*EXCERPTED DATA*.
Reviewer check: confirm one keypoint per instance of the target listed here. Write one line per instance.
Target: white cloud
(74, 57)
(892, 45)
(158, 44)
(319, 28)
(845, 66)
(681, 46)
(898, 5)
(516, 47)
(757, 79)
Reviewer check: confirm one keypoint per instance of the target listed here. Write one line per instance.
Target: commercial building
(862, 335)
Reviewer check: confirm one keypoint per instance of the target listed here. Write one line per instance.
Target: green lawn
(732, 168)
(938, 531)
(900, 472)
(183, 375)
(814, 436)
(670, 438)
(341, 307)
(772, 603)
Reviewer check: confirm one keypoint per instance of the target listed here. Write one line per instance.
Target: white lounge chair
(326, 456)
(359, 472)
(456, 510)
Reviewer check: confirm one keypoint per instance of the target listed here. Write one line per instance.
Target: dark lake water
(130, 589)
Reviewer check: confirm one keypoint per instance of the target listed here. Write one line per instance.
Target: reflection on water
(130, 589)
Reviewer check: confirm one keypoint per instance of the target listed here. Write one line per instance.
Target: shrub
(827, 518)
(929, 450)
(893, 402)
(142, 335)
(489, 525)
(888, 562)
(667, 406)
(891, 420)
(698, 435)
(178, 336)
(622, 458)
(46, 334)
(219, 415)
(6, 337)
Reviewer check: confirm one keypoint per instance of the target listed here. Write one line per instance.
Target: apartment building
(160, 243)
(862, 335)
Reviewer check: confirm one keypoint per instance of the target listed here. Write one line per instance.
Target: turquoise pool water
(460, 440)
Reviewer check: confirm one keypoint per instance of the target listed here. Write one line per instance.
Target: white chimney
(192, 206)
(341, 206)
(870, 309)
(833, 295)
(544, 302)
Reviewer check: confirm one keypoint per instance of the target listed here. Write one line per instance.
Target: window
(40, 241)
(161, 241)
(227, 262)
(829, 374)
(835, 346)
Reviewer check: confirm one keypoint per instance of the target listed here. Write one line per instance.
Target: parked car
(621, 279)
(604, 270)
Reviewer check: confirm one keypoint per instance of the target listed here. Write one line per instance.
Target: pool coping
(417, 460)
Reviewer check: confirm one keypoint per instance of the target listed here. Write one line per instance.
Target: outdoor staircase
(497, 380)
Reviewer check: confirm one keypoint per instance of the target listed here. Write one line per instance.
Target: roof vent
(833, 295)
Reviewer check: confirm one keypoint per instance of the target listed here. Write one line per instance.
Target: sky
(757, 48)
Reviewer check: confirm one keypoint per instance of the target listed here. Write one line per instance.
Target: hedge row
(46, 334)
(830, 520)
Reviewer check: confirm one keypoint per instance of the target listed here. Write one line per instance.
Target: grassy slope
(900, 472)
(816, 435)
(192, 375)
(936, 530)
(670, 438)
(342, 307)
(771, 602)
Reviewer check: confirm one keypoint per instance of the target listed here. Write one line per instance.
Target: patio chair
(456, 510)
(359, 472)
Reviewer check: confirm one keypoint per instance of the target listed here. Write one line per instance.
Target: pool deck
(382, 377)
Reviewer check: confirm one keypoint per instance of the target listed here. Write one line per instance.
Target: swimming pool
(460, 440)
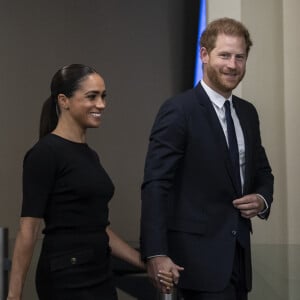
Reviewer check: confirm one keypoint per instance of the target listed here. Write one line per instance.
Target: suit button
(73, 260)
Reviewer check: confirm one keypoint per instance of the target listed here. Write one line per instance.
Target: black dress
(65, 184)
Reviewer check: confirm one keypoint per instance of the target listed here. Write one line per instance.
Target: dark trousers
(236, 290)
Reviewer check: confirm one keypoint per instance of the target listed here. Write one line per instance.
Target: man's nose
(232, 62)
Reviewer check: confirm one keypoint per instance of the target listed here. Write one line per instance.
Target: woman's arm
(23, 250)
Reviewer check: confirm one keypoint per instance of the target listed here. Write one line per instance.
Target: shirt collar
(215, 97)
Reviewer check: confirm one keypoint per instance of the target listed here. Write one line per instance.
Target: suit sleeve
(166, 149)
(263, 179)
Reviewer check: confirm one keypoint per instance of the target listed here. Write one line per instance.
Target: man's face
(225, 65)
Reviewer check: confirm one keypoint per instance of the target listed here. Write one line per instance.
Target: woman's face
(86, 105)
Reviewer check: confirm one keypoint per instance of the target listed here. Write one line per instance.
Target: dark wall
(143, 49)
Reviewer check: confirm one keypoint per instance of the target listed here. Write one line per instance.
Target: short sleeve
(38, 180)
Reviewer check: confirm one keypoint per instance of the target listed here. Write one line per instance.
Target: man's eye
(240, 57)
(225, 55)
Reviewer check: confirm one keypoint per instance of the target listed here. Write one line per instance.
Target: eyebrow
(95, 92)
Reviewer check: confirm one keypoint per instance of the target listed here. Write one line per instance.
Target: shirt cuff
(262, 213)
(152, 256)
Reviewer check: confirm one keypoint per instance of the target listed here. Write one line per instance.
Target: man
(206, 176)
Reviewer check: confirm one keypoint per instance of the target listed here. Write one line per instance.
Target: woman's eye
(225, 55)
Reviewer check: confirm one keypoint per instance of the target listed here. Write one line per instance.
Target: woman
(65, 185)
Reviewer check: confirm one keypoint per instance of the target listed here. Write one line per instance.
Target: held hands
(249, 205)
(163, 272)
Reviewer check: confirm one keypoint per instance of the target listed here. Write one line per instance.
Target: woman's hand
(166, 279)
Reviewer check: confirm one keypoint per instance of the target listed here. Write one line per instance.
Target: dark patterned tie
(233, 146)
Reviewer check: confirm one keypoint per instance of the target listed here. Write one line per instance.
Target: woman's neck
(74, 134)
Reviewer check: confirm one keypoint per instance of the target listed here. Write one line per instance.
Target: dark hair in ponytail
(65, 81)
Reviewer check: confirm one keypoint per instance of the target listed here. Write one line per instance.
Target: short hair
(225, 26)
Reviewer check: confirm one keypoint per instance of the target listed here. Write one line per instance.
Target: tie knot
(227, 105)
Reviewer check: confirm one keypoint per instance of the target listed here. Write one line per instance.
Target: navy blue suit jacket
(188, 189)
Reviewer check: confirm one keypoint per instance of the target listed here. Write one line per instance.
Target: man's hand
(249, 205)
(158, 264)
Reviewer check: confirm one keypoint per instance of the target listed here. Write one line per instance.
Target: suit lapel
(243, 118)
(218, 133)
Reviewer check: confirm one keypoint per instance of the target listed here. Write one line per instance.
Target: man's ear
(63, 101)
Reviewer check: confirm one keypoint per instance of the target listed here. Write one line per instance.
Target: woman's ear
(63, 101)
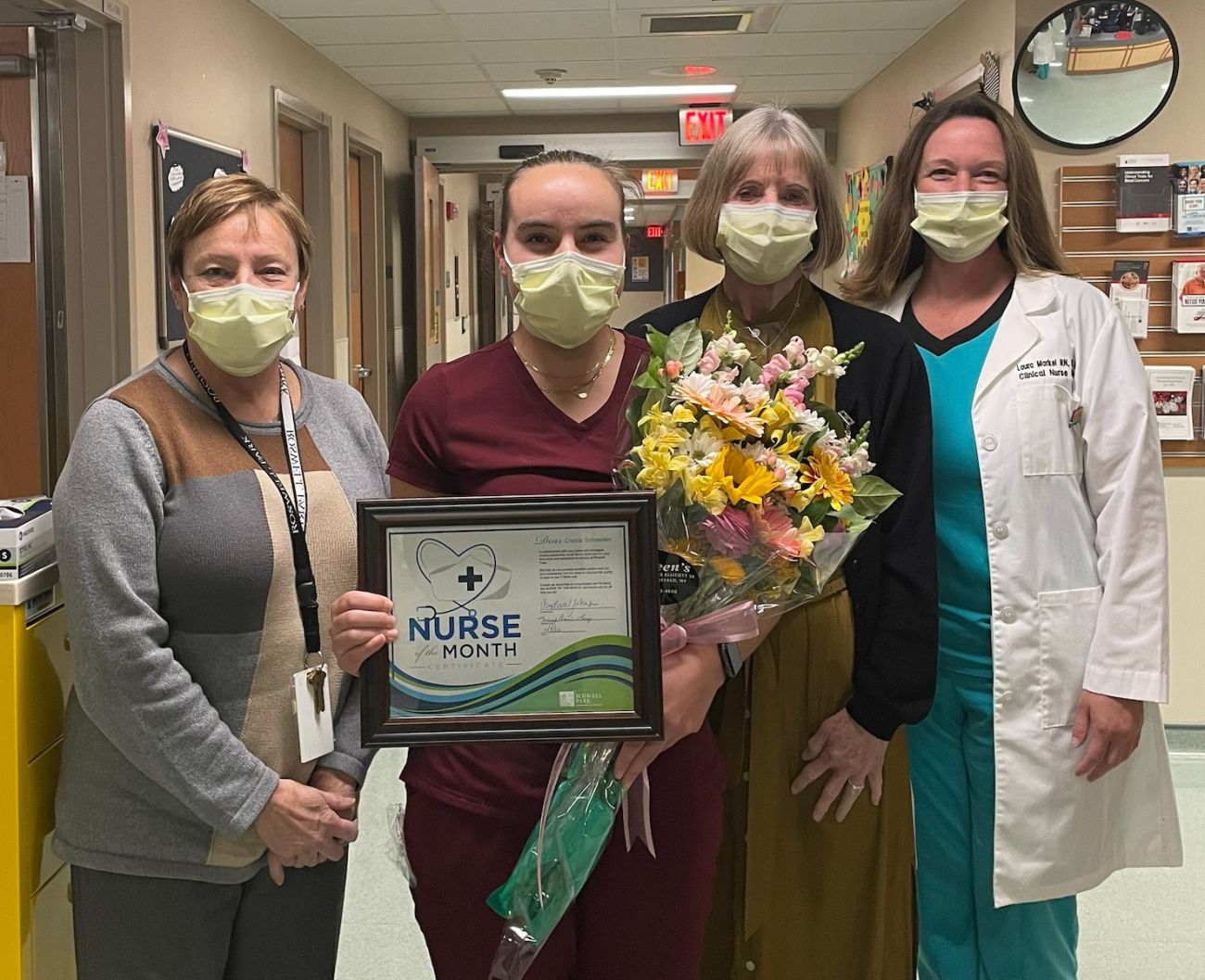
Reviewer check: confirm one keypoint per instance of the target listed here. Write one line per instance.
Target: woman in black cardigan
(815, 719)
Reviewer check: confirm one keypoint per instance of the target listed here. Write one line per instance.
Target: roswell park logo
(459, 582)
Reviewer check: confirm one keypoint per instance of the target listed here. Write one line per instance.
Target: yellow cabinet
(35, 677)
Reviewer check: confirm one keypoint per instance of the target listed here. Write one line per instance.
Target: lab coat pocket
(1067, 622)
(1049, 430)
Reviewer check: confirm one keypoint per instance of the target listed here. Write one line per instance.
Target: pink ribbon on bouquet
(724, 626)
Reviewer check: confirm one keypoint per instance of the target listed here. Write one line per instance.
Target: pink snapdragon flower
(730, 532)
(775, 368)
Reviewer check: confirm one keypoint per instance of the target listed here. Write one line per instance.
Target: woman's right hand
(361, 623)
(302, 826)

*PROBLEM TO SOLVE*. Above are the records; return them exactly, minus the pictures.

*SOLUTION BELOW*.
Reviewer check: confirm one keypoint per instance of the target listed here. Write one line per instance.
Target: white cloud
(74, 57)
(892, 45)
(158, 44)
(319, 28)
(845, 66)
(681, 46)
(898, 5)
(516, 47)
(757, 79)
Reviewer check: confirm one keypoint per instance of the target listed here. Write one line per instance.
Target: commercial building
(862, 335)
Reviewer check: confirm one keypoint per instance of the target listed here. Write one line per instance.
Target: green lawn
(732, 168)
(938, 531)
(900, 472)
(183, 375)
(814, 436)
(670, 438)
(341, 307)
(772, 603)
Reviewer check: confirm one keypoint per instance of the target listed here. Write one line per instance.
Target: white lounge chair
(326, 456)
(359, 472)
(456, 510)
Reviewer check: confirm one keypoint per instance of the target listed here. Write one line per instance.
Target: dark lake water
(130, 589)
Reviewer check: confirm one keypoint per instance of the target listed here. Write one line per instance.
Target: reflection on water
(130, 589)
Reviewer check: confirm one keypoint per instance of the target listed here. Write one line per instance.
Target: shrub
(827, 518)
(929, 450)
(893, 402)
(142, 335)
(489, 525)
(888, 562)
(667, 406)
(891, 420)
(698, 435)
(178, 336)
(622, 458)
(46, 334)
(219, 415)
(6, 337)
Reviewer check: confirm one keypoint per instance of the target listed here. Write one line per instance.
Target: apartment building
(160, 243)
(862, 335)
Reviewer check: confirm one keypoint per instance of the target listed here. Write one line per instance.
Target: turquoise pool water
(460, 440)
Reviewer check: confirm one keypoint per instance of the target listed here. Write one line per instance.
Target: white chimney
(192, 206)
(341, 206)
(870, 309)
(833, 295)
(544, 302)
Reviewer check: confirm one keypoint per instance of the target listed here. Write one line per instance.
Target: window
(40, 241)
(161, 241)
(227, 262)
(829, 374)
(835, 346)
Reviewer check: confirm one keypoint per instance of the target listed here. Write one line per instance.
Target: parked car
(621, 279)
(604, 270)
Reviewer check: confirm one keypoint per instance of the target listed here. Write one line per instance.
Target: pool coping
(417, 460)
Reviewer check: confirm one keypoint per instance of the target listed here. Write one line per instance.
Target: outdoor staircase
(497, 380)
Reviewer check: confirm one keypoint per instance of the target listed here. Write one line per instance.
Target: roof vent
(833, 295)
Reviewer check: confirm one keypoint per instance of the target listed here. Write one line per instance.
Target: sky
(757, 48)
Reviewer check: confirm one keypoint per instance of the target listed here. Write one line per instance.
Target: hedge row
(46, 334)
(830, 520)
Reviewer check: confirm one keypoint per instance of the target listed here. Write one line per instance.
Target: grassy slope
(900, 472)
(816, 435)
(192, 375)
(936, 530)
(670, 438)
(342, 307)
(771, 602)
Reviewer check: confirm one keypoint per instance of the target listed here. Write one line per instance.
Target: patio chair
(456, 510)
(359, 472)
Reviewer check: confirm one keypoint per instance of the target listed here. Write one line per instance.
Target: pool deck
(382, 377)
Reviewer check: confirm one keypoint per instance of the target listed here. Write one line per instance.
Target: swimming pool
(460, 440)
Reviewer check: confirm one keypoint per instance of the target listed here. Write one line per instance.
Target: suit button
(73, 260)
Reviewer check: confirm one keypoint per instance of the target listed here. Write one line per instance.
Target: black dress
(65, 184)
Reviewer check: confirm one keypoint per instance of the target listed here. Write one line per instance.
Target: dark trousers
(236, 290)
Reviewer check: confirm one keypoint per instance of the target listed here. Write one line per instance.
Target: man's nose
(232, 62)
Reviewer check: confirm one keypoint per instance of the target listed here. Write one line per instance.
Target: woman's arm
(23, 250)
Reviewer check: confirm one keypoint per instance of the target listed here. Write one line per instance.
Target: shirt collar
(215, 97)
Reviewer check: confirm one keypoint per instance of the target listed here. Write one line per instance.
Target: suit sleeve
(166, 149)
(263, 179)
Reviewer check: confirm one keypoint per instance of the target listed here. Write one line per instance.
Target: man's face
(225, 65)
Reviewer check: confirm one keypoint per instance of the target listed here. Write one line per instance.
Target: woman's face
(86, 105)
Reviewer check: confirm one keypoint per instance of the target listed here. Write one line per instance.
Target: dark wall
(143, 49)
Reviewer check: confirm one keypoint per instance of the target listed here. Write one line per instance.
Target: short sleeve
(38, 180)
Reviewer check: confirm one keypoint per instance of the target listed here. Write one line per instance.
Target: man's eye
(240, 57)
(225, 55)
Reviewer check: confirm one keypoint per instance of the target listed here. Write one line per instance.
Target: eyebrow
(95, 92)
Reviewer check: confirm one keypoint per instance of the target listed here. Write one line per instance.
Target: shirt cuff
(262, 213)
(152, 256)
Reviewer check: confirm one keypoint per instance of the target listed here. Write one line per instance.
Target: man
(206, 176)
Reviewer check: confirm one keypoint per instance of the target listed here. Write one line per instance.
Target: woman's eye
(225, 55)
Reviewer check: confirm one keypoint per instance of the target listed here. Write one line per instance.
Target: woman
(65, 185)
Reviewer check: confirm one keypoint per instance of the target listed here. Write one line per instance.
Target: held hands
(249, 205)
(163, 272)
Reviewer check: confirm one keypoint per instance of the target listed here. Write one line per instance.
Target: woman's hand
(166, 279)
Reviewer check: confirm one keypoint per instance of the target listed here. Write one line per instance.
Target: dark patterned tie
(233, 146)
Reviewer check: confirm one keypoint per instance of the target listed here. Write one line per instance.
Target: woman's neck
(74, 134)
Reviewer check: confirm one keypoint per instance of the target listed here. Write one line per instance.
Target: dark hair in ponytail
(65, 81)
Reviewer check: confirm one keypoint per instance of the target listed here. Write one line per instance.
Target: short hair
(225, 26)
Reviewer check: confirm one keypoint per instance of the target listed here. Write one line per instance.
Target: tie knot
(227, 105)
Reviewer check: confirm one keypoint per instance of the target listed here. Write one line per instance.
Target: navy blue suit jacket
(188, 189)
Reviewer check: confirm one keypoint per instance of the target listed here. Write one line per instance.
Target: man's hand
(249, 205)
(158, 264)
Reviewer check: confirm one keypoint per instance of the target listed here. Write one line per instance.
Target: suit lapel
(243, 118)
(218, 133)
Reviewer check: confirm one keypoint per instance of the target listed here. Write one line per instance.
Target: man's ear
(63, 101)
Reviewer check: confirm one keypoint per instance of the target listed here. Write one line per instance.
Target: woman's ear
(63, 101)
Reviewer check: confirm one keypoint per instance of the target listed here. Write one line per instance.
Target: woman in black cardigan
(815, 719)
Reviewer check: confirm one keypoint per instance of the target listed here. Write one line per instance.
Target: roswell park logo
(459, 582)
Reviewer check: confirm one keypoint per instance of the target listed here. Write one line per instance.
Target: yellow cabinet
(35, 677)
Reviewer check: confirm one keypoint per instance of the target listed here. Write one line per instance.
Target: lab coat pocket
(1067, 622)
(1049, 430)
Reviewer check: confirm one keypoint per instance of the target listed here. Write one line per instance.
Target: pink ribbon on bouquet
(724, 626)
Reviewer check: confirm one keypoint per instance of the target listed here. Write one line per instance.
Target: pink snapdragon flower
(730, 532)
(775, 368)
Reviewer check: confirm one keypoint per instance of the target listed here. Write one line per instance.
Target: woman's right hand
(361, 623)
(302, 826)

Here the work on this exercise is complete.